**EXCERPT PROVIDED:**
Incoherent was a poor choice of words. The point I was driving at is that while people do have broadly left or right frames (where frames is short for frames of reference, general world view and stated beliefs, lens for processing and interpreting political events, etc), any candidate's given ideology is a poor fit for why people support them and that's a fundamental hurdle that must be understood to be overcome in trying to support leftist candidates.

A lot of otherwise centrist or general liberal or nonpolitically active folks supported Bernie as an example because he, unlike a lot of politicians, spoke to them in a way that made them felt understood. That same thing was Bill Clinton's whole schtick, to use a centrist example. As much as "I feel your pain" became a jokey thing to make fun of, he really did make people think he did feel their pain.

A leftist frame is really, really good at finding this common ground, since mutual solidarity is as close to a grounding principle as anything across leftist ideology. But that just opens the door, as Nichael points out, getting someone to trust your candidate beyond that is a big ask.

**CHECK YOUR UNDERSTANDING:**
• 1. Rewrite the passage of the comment on backing leftist candidates starting with "A lot of otherwise" and going on through "is a big ask.", replacing "Bernie" with "Bernie Sanders".
• 2. Answer these questions about the comment on backing leftist candidates.
(a) Which politician does the writer give as a centrist example of making people feel understood?
(b) What phrase became a jokey thing to make fun of?
(c) According to the writer, what is "frames" short for?

**RECORDED INFORMATION:**
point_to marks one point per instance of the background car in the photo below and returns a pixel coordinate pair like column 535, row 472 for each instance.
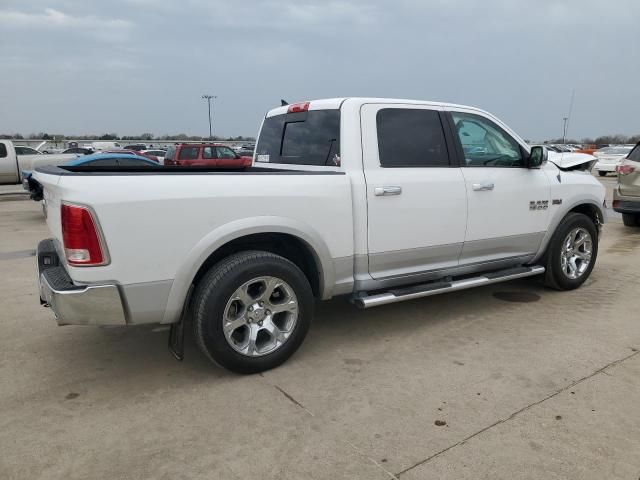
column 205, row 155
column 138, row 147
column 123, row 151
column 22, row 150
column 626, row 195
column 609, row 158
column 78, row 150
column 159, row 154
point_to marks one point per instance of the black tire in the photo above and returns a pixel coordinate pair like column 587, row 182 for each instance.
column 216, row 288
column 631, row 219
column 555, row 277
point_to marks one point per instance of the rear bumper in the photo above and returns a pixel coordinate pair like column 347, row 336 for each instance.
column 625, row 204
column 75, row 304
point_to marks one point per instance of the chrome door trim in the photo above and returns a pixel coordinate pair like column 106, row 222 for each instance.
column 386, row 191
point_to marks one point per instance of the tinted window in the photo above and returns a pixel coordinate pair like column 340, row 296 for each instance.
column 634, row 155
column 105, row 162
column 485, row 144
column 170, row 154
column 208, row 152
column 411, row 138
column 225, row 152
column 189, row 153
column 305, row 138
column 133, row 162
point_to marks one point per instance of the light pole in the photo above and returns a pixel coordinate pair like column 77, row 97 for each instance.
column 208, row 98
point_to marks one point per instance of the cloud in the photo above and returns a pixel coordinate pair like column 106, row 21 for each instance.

**SOLUTION LIST:**
• 1.
A lot of otherwise centrist or general liberal or nonpolitically active folks supported Bernie Sanders as an example because he, unlike a lot of politicians, spoke to them in a way that made them felt understood. That same thing was Bill Clinton's whole schtick, to use a centrist example. As much as "I feel your pain" became a jokey thing to make fun of, he really did make people think he did feel their pain.

A leftist frame is really, really good at finding this common ground, since mutual solidarity is as close to a grounding principle as anything across leftist ideology. But that just opens the door, as Nichael points out, getting someone to trust your candidate beyond that is a big ask.

• 2.
(a) Bill Clinton.
(b) "I feel your pain."
(c) Frames of reference.